REQUIRED TASK →
Please transcribe the data that follows without the pictures, keeping every word the same.

Stored entries →
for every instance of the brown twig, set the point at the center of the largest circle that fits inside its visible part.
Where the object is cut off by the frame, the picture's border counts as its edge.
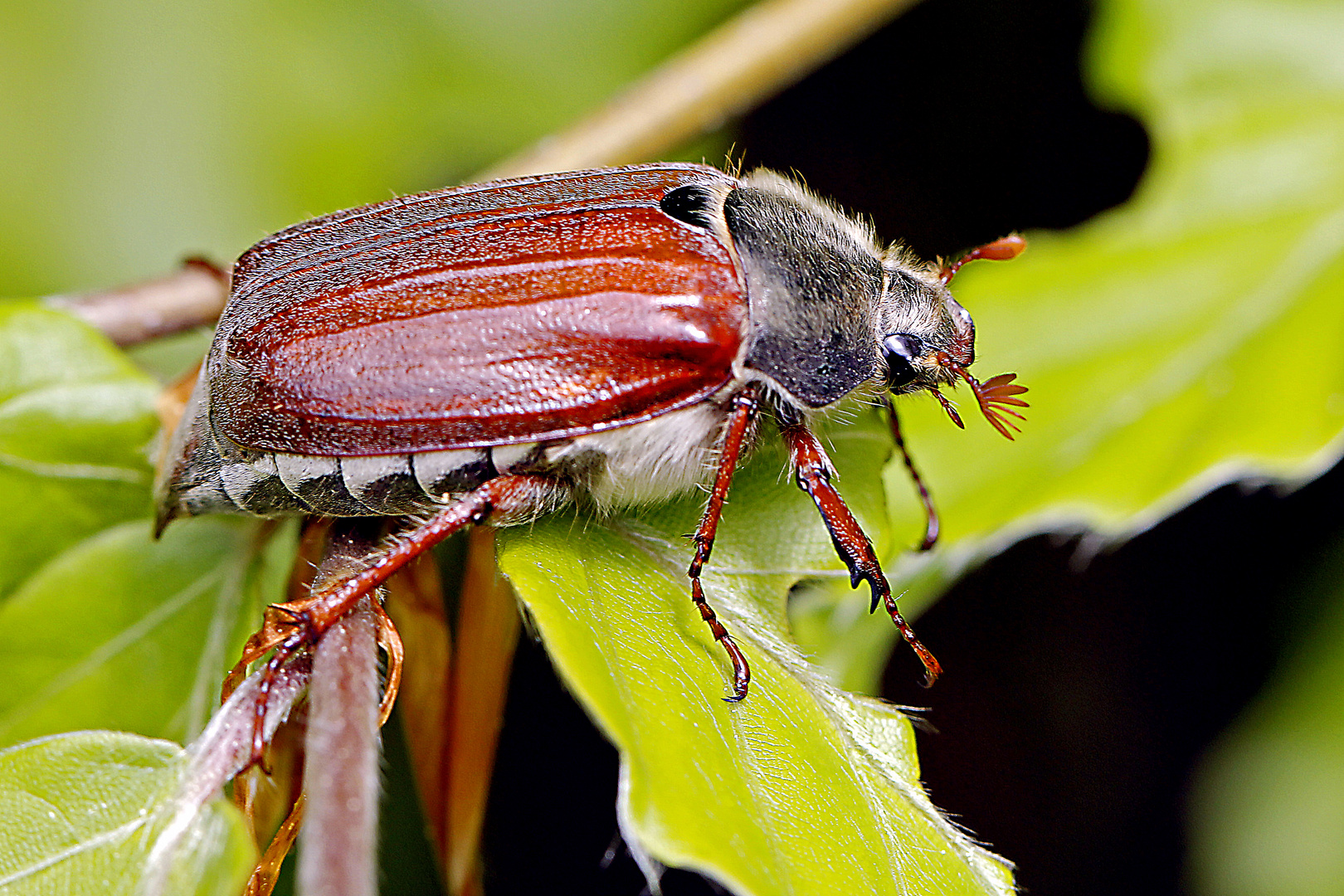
(340, 774)
(140, 312)
(747, 60)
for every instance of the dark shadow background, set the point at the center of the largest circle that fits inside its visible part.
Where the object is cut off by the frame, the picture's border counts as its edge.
(1079, 694)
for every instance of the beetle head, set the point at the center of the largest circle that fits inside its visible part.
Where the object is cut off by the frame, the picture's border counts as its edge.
(929, 340)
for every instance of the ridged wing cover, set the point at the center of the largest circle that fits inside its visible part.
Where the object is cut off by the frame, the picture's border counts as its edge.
(483, 314)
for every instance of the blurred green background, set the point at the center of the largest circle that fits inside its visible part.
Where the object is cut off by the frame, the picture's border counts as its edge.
(1161, 718)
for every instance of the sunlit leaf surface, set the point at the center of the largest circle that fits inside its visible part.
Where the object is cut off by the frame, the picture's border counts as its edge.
(81, 813)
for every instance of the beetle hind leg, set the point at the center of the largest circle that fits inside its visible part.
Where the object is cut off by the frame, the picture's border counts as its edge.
(745, 406)
(290, 627)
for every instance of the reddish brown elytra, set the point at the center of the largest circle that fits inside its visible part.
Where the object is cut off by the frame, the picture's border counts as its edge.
(489, 353)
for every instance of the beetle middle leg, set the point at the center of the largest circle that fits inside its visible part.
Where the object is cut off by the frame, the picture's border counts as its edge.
(292, 626)
(745, 406)
(813, 472)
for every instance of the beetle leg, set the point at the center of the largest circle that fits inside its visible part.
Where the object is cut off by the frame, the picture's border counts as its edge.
(745, 406)
(292, 626)
(852, 544)
(930, 511)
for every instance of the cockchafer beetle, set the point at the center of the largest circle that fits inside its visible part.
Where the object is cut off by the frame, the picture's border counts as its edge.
(492, 351)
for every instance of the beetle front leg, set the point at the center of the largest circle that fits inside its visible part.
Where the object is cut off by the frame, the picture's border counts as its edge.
(745, 406)
(813, 472)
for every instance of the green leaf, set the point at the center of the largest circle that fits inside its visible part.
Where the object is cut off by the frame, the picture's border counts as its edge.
(91, 607)
(123, 614)
(765, 794)
(75, 426)
(81, 813)
(1181, 342)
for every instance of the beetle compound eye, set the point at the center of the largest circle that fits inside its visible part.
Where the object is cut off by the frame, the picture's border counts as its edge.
(689, 204)
(901, 351)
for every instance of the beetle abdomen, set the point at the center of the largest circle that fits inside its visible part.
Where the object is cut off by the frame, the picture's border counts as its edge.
(212, 475)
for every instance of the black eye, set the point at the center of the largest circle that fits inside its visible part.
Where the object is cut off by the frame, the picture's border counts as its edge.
(899, 353)
(691, 204)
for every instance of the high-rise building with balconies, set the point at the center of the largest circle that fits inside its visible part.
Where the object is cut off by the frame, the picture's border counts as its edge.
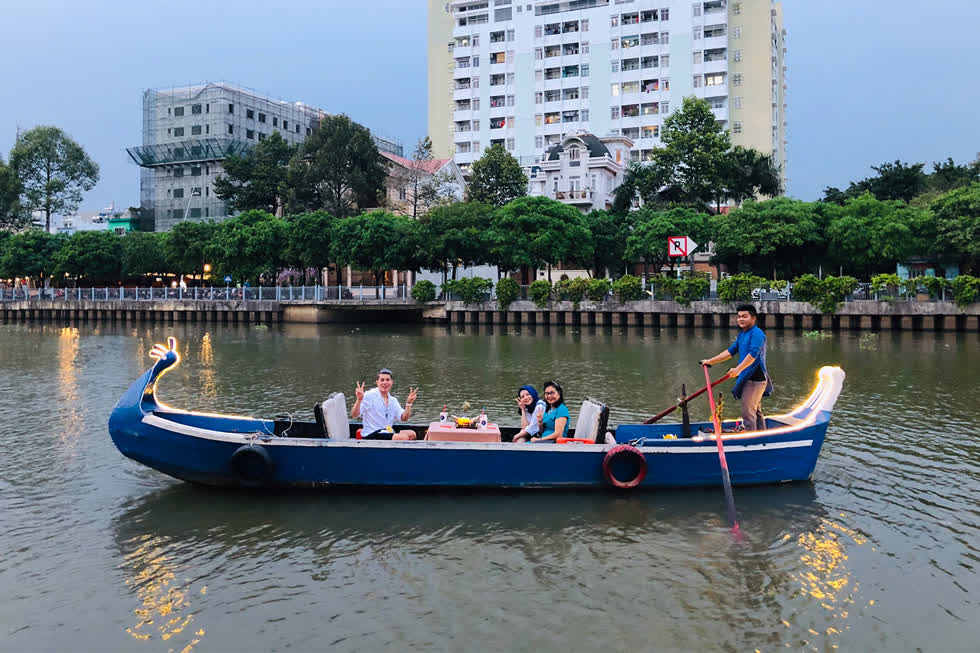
(188, 132)
(527, 75)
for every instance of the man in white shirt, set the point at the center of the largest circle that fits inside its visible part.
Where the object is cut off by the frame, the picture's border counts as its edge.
(380, 410)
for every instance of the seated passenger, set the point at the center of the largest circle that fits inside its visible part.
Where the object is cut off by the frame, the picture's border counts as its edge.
(531, 409)
(556, 419)
(380, 410)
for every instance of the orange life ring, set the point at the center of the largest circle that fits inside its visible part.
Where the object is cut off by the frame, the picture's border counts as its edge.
(624, 451)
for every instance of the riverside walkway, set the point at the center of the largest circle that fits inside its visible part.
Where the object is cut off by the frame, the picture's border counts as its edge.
(325, 304)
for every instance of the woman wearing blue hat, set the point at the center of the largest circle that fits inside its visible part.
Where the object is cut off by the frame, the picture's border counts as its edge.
(531, 409)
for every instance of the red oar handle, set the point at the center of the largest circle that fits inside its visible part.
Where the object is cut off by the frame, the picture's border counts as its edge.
(725, 478)
(683, 401)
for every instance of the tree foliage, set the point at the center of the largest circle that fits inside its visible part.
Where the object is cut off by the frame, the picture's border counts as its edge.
(30, 254)
(53, 170)
(453, 235)
(958, 225)
(496, 178)
(871, 235)
(337, 168)
(778, 235)
(538, 231)
(12, 214)
(144, 253)
(257, 180)
(375, 241)
(94, 255)
(648, 240)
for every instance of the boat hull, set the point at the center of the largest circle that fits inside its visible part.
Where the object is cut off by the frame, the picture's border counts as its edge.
(232, 451)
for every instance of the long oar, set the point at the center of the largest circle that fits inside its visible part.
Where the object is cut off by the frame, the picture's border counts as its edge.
(725, 478)
(683, 401)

RESPONSE BELOW →
for every instance of the brown twig, set the point at the center of the largest circle that fits inside its visible part.
Where the object is cut off by the frame, the picture's border counts as its edge.
(340, 774)
(140, 312)
(747, 60)
for every instance of the dark shadow background, set the point at the center of the largest circle that fits inside its visible part.
Where the object is cut off by the frame, the picture's border counts as its edge.
(1079, 694)
for every instance of the beetle head, set the point at the center of the largest circle that fits inside its visible part.
Where the object is cut off by the frame, the picture's border counts as its edge.
(929, 340)
for every instance of the ridged wing cover, set the point at the center of the largest circle that fits inside its visible part.
Where the object is cut off by the frame, the picture's border counts as its edge.
(483, 314)
for every instance of the blurred green background, set the point at the center of the largest circle that fits inside its visible part.
Where the object is cut off by the frame, the picture's border counts as its edge.
(1161, 718)
for every instance of the sunlit leaf surface, set the point at the center of the largest circle that fits inside its visible part.
Where the object is cut off by the frame, the picture's border counts as its edge.
(81, 813)
for every instance of the beetle hind leg, set the point at the center of the largest circle that fits inside its visible part.
Where the object is cut off by the frame, the picture's border counts as its edge.
(745, 406)
(290, 627)
for every instance of the reddish brown elytra, set the point at the center of the largest circle that fits inside its visible part.
Where the object is cut off by the frame, the picture's border counts as its edge.
(489, 353)
for every instance of the beetle middle leg, set the point at the center of the largest circle that fits inside its visible part.
Where the object is cut off by the frame, the picture's border counts as its edge.
(292, 626)
(745, 406)
(813, 472)
for every instance of the beetle leg, set the point at the center of the largest circle that fits inside its visible part.
Where the object is cut off by the frame, the picture's border counts as its edge.
(745, 406)
(292, 626)
(852, 544)
(930, 511)
for every instance of the cockchafer beetle, set the point at the center of the largest circle that fits inside its visible part.
Where the object is cut off by the frame, the picture's border counts as its edge.
(492, 351)
for every instance of the beetle front leg, set the point at the center of the largest circle that fits inside its visible part.
Where the object is cut off by the frame, the picture's border counts as its edge.
(745, 406)
(813, 472)
for every instance of the green leaf, set the point at the center of the largest circle that fits inside its visible part.
Where the object is cut off by the frame, the picture's border counts as its edge.
(91, 607)
(123, 614)
(765, 794)
(75, 426)
(81, 813)
(1181, 342)
for every instance of the beetle compound eye, set the point at the center of the largest circle that fits inside its visible part.
Where the object is cut off by the frame, the picture's border counts as its edge.
(689, 204)
(901, 351)
for every instance of the beetle abdomen, set the point at the center of the largest circle that fits inside its visible part.
Where the object is cut off by the frame, the picture's border counts as its edge.
(212, 475)
for every instance of the black eye, set the point at the center of the largest circle that fits inside its visible part.
Where the object is cut off by the frame, the picture's border counts as its edge.
(899, 353)
(691, 204)
for every instance of the high-rise building with balconies, set the point at the center of the largest circle that fits inside its visible part.
Where the object is cut off by the frame, the picture's border counts as its edge.
(188, 132)
(527, 75)
for every instance of the man in white shirt, set the point at the center of the largest circle that fits inside its visible part.
Where the object is cut off by the frame, the picture's border counts as its edge.
(380, 410)
for every instance of the seated passenger, set the point at the center of the largest circle that fits inside its visible part.
Where the object is cut off by the frame, the picture's border counts as its edge.
(531, 409)
(556, 419)
(380, 410)
for every instance of the orange life ring, set the point at the center of the largest circle that fits inside its visible part.
Where the object is cut off by the frame, the picture's border counts as its edge.
(624, 451)
for every instance of the riverside walkway, set the point at the center of the largest circle that fits inside its visible part.
Where the object is cut off by the frame, the picture's border counts as its edge.
(325, 304)
for every instance of the woman wearing blue hat, set the point at the center of the largest circle that fits inside its visible part.
Where the object is cut off by the frame, the picture's border counts as its edge.
(531, 409)
for every instance of the red oar handle, set the point at the center of the largest circle that fits inside its visible part.
Where the object is cut off by the frame, the picture's border counts as its edge.
(725, 478)
(683, 401)
for every instance of the tree foliage, set the point at the center of the largest circle that fits inside its visible part.
Where the object is cut off by the frame, the picture's border counts as its edge.
(30, 254)
(53, 170)
(453, 235)
(958, 225)
(496, 178)
(871, 235)
(337, 168)
(778, 235)
(538, 231)
(12, 214)
(144, 253)
(257, 180)
(375, 241)
(94, 255)
(648, 240)
for every instance of the boat hull, set the point at the center of the largest circle that fits inside its visible part.
Where the object is cut off by the frame, the picture's border counts as its edge.
(232, 451)
for every instance of the long oar, set the point at the center of the largest circle that fits inside its visible part.
Where the object is cut off by the frame, the picture's border counts as its edge.
(725, 478)
(683, 401)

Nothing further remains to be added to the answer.